» DOCUMENT EXCERPT:
# Pickin The Pickers



## CaboWabo (Jan 4, 2014)

I love the American Pickers show so I went to their Antique Archeology store in Nashville,Tn


----------



## vipgraphx (Jan 4, 2014)

Pretty cool picture. I like photos like this. Only advice I would suggest would be to try to remove some of that blue light highlights on the leather sofa. Its strong and my eye keeps going to that spot....and pump in a little red and yellow...something like this..Over all interesting textures..


----------



## CaboWabo (Jan 4, 2014)

Thank Vip for the suggestion I will try that idea on my next ones from the store


----------



## weags77 (Jan 6, 2014)

vipgraphx said:


> Pretty cool picture. I like photos like this. Only advice I would suggest would be to try to remove some of that blue light highlights on the leather sofa. Its strong and my eye keeps going to that spot....and pump in a little red and yellow...something like this..Over all interesting textures..
> 
> http://s83.photobucket.com/user/q45t07/media/11746500903_c8c41866f3_c_zps1c4c91c7.jpg.html



Cool photo. Like the edit better and personally would pump up the yellow or just reds at least a bit more. Looks like an interesting place to  photograph.


----------



## sm4him (Jan 6, 2014)

Another vote for vip's edit. Man, that place would be awesome to dig through with a macro lens at hand!


----------



## weags77 (Jan 6, 2014)

sm4him said:


> Another vote for vip's edit. Man, that place would be awesome to dig through with a macro lens at hand!



It sure would !! You just don't see textures and shapes like that in today's "plasticky world of stuff".


----------



## CaboWabo (Jan 6, 2014)

Yes I to think vip edit is better I wish i was better with photoshop I have been watching and reading and asking questions hopefully I will get better , can any one tell me just how you pump more yellows and reds in , by the color adjustment sliders ?


----------



## tirediron (Jan 6, 2014)

sm4him said:


> Another vote for vip's edit. Man, that place would be awesome to dig through with a big truck out front!

» TASK STATEMENT:
What does the forum thread state for each of these?
(a) In what city is the Antique Archeology store that CaboWabo visited?
(b) Where in the picture did vipgraphx suggest removing blue light highlights?
(c) What kind of lens did sm4him say would be great to have at hand while digging through that place?
You won't need the records for this.

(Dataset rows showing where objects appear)
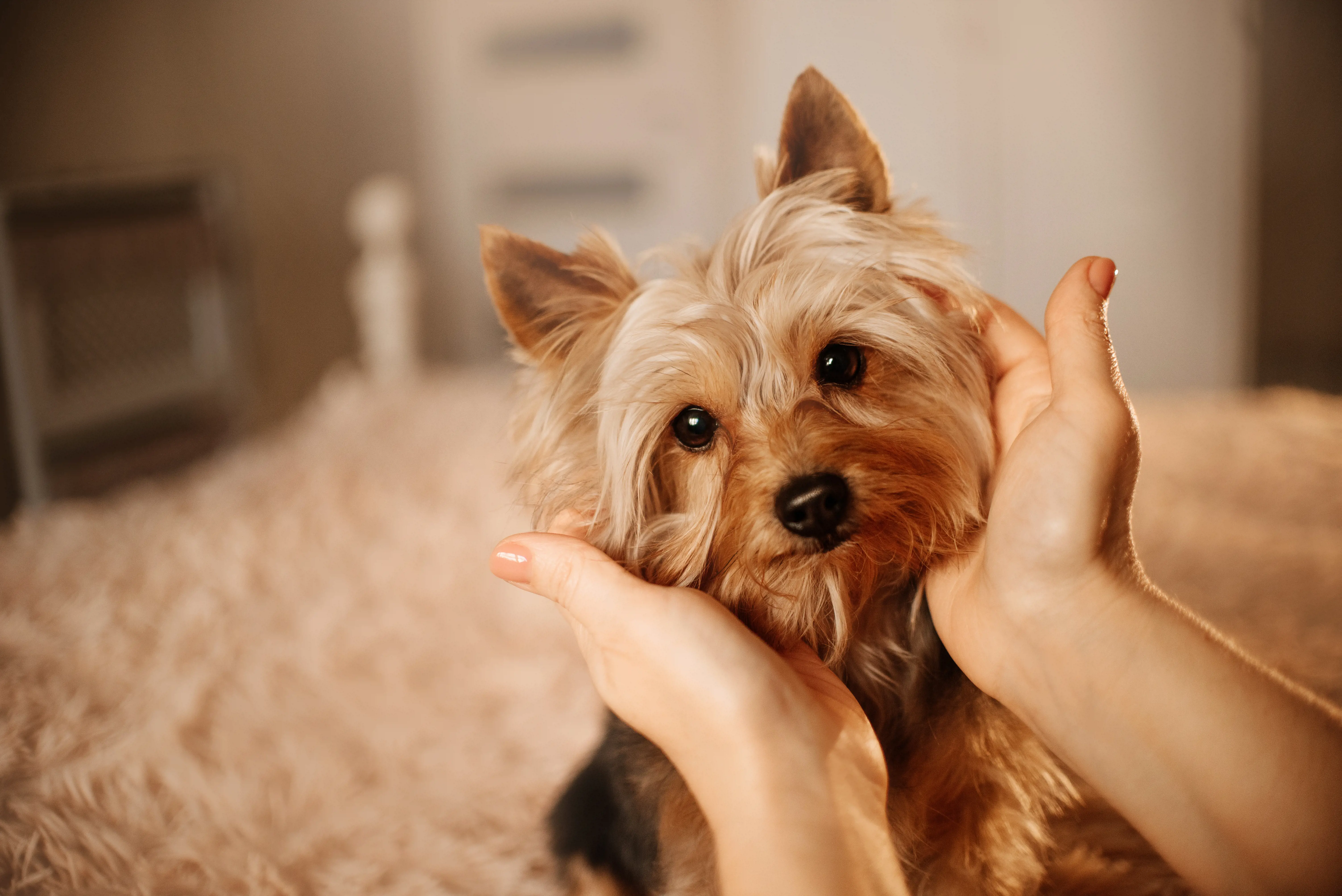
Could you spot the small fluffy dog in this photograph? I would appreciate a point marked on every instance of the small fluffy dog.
(798, 423)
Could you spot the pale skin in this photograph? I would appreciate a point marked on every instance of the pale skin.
(1231, 773)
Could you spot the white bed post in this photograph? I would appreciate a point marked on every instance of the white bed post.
(384, 285)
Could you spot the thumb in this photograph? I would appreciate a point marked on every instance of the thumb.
(587, 584)
(1081, 356)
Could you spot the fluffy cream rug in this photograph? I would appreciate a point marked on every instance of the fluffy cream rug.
(289, 671)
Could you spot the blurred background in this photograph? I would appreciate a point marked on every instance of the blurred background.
(176, 179)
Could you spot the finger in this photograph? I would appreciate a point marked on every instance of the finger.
(571, 522)
(591, 587)
(1079, 351)
(1023, 386)
(1011, 339)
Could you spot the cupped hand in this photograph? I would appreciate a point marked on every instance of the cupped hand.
(776, 750)
(1058, 520)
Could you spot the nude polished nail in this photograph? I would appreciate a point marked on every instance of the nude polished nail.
(512, 563)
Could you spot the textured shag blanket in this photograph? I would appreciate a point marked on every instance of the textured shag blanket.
(288, 671)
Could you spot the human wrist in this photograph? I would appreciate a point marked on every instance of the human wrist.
(1070, 630)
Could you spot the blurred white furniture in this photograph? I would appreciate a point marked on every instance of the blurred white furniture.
(384, 285)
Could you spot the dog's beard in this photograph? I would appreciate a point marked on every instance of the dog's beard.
(917, 502)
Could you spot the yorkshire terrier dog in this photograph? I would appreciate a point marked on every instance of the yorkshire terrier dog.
(796, 423)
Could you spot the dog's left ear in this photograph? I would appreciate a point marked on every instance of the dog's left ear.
(822, 131)
(545, 298)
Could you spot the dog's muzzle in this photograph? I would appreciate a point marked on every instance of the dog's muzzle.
(815, 506)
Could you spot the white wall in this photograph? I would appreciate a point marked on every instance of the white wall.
(1042, 129)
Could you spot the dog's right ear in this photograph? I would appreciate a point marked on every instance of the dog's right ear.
(547, 298)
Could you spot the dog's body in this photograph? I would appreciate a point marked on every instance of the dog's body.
(798, 424)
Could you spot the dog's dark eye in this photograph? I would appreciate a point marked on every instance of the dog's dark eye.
(694, 427)
(841, 365)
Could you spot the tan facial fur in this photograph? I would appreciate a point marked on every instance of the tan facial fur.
(737, 333)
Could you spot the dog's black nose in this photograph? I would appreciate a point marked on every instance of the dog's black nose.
(814, 506)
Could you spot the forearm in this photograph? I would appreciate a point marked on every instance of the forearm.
(795, 817)
(1125, 699)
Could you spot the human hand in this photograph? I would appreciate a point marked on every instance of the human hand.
(1058, 521)
(776, 750)
(1053, 615)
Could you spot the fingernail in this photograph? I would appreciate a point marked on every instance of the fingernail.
(512, 563)
(1102, 276)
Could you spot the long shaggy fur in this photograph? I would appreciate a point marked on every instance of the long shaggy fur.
(826, 258)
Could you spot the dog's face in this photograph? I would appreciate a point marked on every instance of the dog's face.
(796, 423)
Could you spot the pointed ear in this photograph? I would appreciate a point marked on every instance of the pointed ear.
(822, 131)
(547, 298)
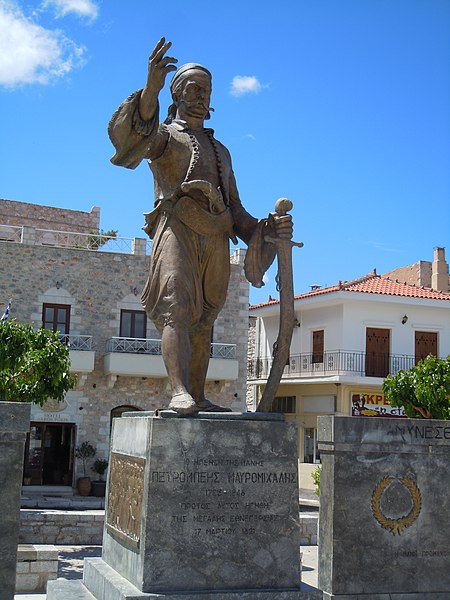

» THE OUTPUT:
(a) Nashville, Tn
(b) On the leather sofa
(c) A macro lens